▶ _EXERCISE_:
Reproduce the data in full, exactly.

[EXCERPTED DATA]

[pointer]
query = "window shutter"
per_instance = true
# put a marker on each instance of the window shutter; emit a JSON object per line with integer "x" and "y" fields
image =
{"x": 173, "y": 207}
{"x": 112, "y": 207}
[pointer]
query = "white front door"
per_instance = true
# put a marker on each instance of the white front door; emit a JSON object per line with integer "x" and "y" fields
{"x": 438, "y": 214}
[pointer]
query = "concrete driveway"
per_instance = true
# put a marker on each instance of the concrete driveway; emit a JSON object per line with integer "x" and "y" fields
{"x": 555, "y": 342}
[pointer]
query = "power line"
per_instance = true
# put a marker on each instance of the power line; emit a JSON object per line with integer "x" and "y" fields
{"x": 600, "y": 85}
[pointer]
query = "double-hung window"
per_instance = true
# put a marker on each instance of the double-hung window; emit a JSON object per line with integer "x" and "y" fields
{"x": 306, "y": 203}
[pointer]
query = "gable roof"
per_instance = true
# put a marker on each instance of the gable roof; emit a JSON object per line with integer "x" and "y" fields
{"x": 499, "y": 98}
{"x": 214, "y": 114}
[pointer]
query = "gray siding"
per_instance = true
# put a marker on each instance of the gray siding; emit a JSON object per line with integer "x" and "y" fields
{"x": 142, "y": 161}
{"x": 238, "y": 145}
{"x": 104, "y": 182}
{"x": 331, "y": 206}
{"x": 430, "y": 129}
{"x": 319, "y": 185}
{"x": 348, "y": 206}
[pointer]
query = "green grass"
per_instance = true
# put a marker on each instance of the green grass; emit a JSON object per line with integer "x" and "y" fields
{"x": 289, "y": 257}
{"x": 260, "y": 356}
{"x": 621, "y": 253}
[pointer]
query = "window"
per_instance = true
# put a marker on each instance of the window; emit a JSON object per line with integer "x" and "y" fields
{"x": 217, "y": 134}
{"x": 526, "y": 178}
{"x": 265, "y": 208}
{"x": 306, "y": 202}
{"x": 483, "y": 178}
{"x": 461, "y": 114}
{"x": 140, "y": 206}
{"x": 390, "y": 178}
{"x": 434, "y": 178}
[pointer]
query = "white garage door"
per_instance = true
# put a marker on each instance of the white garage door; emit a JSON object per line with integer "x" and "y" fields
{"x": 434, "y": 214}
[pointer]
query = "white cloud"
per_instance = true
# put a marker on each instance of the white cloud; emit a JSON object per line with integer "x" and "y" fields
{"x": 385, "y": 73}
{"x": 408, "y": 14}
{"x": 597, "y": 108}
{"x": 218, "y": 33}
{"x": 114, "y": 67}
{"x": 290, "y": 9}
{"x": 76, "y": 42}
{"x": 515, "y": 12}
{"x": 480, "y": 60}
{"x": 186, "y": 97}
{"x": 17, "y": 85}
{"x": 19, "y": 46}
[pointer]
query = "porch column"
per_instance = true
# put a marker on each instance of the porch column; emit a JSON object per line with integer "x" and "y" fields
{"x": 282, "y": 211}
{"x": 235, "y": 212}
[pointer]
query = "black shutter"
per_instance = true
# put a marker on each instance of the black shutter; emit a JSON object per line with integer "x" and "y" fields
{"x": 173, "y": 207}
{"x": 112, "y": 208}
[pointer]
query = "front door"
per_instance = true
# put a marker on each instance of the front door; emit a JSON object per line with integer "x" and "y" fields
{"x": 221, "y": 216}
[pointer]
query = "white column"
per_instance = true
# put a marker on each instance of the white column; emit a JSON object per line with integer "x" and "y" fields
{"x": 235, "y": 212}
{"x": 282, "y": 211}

[/EXCERPTED DATA]

▶ _COMPLETED EXERCISE_:
[pointer]
query = "window shutter"
per_instance = true
# put a marker on each instance of the window shutter; emit a JSON object per line with integer "x" and "y" fields
image =
{"x": 173, "y": 207}
{"x": 112, "y": 207}
[pointer]
query = "white front door"
per_instance = true
# put a marker on each instance of the white front door; emit a JSON object per line with integer "x" and "y" fields
{"x": 438, "y": 214}
[pointer]
query = "concrete driveway"
per_instance = true
# put a marker on each instance of the concrete driveway; emit a JSON object per line with integer "x" and "y" fields
{"x": 555, "y": 342}
[pointer]
query = "power line"
per_instance = true
# put a marker on each instance of the power line; emit a JSON object per line with integer "x" and "y" fields
{"x": 600, "y": 85}
[pointer]
query = "double-hung window"
per_instance = true
# put a marker on each instance of the double-hung window; emit a JSON object per line with integer "x" and "y" fields
{"x": 306, "y": 203}
[pointer]
query = "gable roof"
per_instance = true
# put a marker on each instance of the gable roof; emit a JSON object per line with integer "x" and "y" fields
{"x": 499, "y": 98}
{"x": 214, "y": 114}
[pointer]
query = "gray siding"
per_instance = true
# put a marker on each instance of the gray siding; emit a JSON object per line with integer "x" and "y" fields
{"x": 142, "y": 161}
{"x": 238, "y": 145}
{"x": 104, "y": 182}
{"x": 331, "y": 206}
{"x": 430, "y": 129}
{"x": 319, "y": 185}
{"x": 348, "y": 206}
[pointer]
query = "green grass"
per_instance = true
# put a marker on each instance of the green grass; emit a JSON object per line with integer "x" and "y" fields
{"x": 289, "y": 257}
{"x": 260, "y": 356}
{"x": 621, "y": 253}
[pointer]
query = "window"
per_instance = true
# put a marker on each instance of the window; emit a JSON object per line with integer "x" and "y" fields
{"x": 217, "y": 134}
{"x": 526, "y": 178}
{"x": 265, "y": 208}
{"x": 306, "y": 202}
{"x": 483, "y": 178}
{"x": 461, "y": 114}
{"x": 140, "y": 206}
{"x": 390, "y": 178}
{"x": 434, "y": 178}
[pointer]
query = "white garage door"
per_instance = true
# put a marker on each instance of the white garage door; emit a JSON object per line with integer "x" and "y" fields
{"x": 434, "y": 214}
[pointer]
query = "white cloud"
per_instance = true
# put a marker on each instance of the white cloud; emit a JSON object per line with integer "x" and "y" fields
{"x": 385, "y": 73}
{"x": 408, "y": 14}
{"x": 597, "y": 108}
{"x": 218, "y": 33}
{"x": 114, "y": 67}
{"x": 290, "y": 9}
{"x": 76, "y": 42}
{"x": 515, "y": 12}
{"x": 480, "y": 60}
{"x": 186, "y": 97}
{"x": 17, "y": 85}
{"x": 19, "y": 46}
[pointer]
query = "porch column"
per_instance = true
# put a marker on each instance of the porch column; emit a JSON object per line with integer "x" and "y" fields
{"x": 282, "y": 211}
{"x": 235, "y": 212}
[pointer]
query = "black shutter"
per_instance = true
# put a marker on each instance of the black shutter; emit a JSON object per line with integer "x" and "y" fields
{"x": 173, "y": 207}
{"x": 112, "y": 208}
[pointer]
query = "front door"
per_instance = true
# put a marker on each instance of the front door; emit a JSON object per line with integer "x" and "y" fields
{"x": 221, "y": 216}
[pointer]
query = "white column"
per_instance = true
# put a marker on each instance of the white column; emit a JSON object per line with integer "x" and "y" fields
{"x": 235, "y": 212}
{"x": 282, "y": 211}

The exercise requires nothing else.